TASK GOAL:
Transcribe each record exactly. Include every one.

[Records from a point labeling set]
⟨
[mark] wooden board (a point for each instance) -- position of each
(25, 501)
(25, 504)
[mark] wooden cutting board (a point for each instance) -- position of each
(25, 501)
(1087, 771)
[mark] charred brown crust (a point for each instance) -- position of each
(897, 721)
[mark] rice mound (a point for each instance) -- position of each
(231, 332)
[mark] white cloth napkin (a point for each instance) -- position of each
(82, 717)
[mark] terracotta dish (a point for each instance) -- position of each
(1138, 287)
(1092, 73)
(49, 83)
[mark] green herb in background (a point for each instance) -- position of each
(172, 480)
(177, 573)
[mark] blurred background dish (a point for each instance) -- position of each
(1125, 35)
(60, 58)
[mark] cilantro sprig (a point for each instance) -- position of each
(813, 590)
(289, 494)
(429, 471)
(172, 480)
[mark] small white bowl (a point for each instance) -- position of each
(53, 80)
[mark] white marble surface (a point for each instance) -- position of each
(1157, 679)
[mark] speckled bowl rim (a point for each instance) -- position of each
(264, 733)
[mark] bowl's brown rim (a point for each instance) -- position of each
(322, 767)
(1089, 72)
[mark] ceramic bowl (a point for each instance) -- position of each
⟩
SOLUTION FOR THIS PROBLEM:
[mark] wooden board (a point for each instance) -- position of each
(25, 501)
(25, 504)
[mark] wooden cutting board (a point for each instance) -- position of each
(25, 501)
(1087, 771)
[mark] charred brown crust (a point for each instance) -- position of each
(897, 721)
[mark] rice mound (a point for each instance) -- position of each
(231, 332)
[mark] white cloth napkin (a point for each instance) -- position of each
(82, 717)
[mark] terracotta dish (a point for each instance) -- position of each
(1138, 287)
(1092, 73)
(49, 83)
[mark] green herb in background (a point for each instance) -- position of each
(172, 480)
(177, 573)
[mark] blurred background dish (a point for each instance) -- position of each
(1125, 35)
(60, 58)
[mark] cilantro sprig (a point for each instance) -- position of each
(813, 590)
(289, 494)
(429, 471)
(172, 480)
[mark] small white bowl (a point for each instance) -- position of each
(53, 80)
[mark] white marble surface (a point for each instance) -- position of each
(1157, 679)
[mark] speckled bowl rim (a point for each instance) -- position of each
(264, 733)
[mark] bowl's brown rim (a point for each instance) -- position of each
(322, 767)
(1089, 72)
[mark] ceramic bowl (a point for each instance) -- position of each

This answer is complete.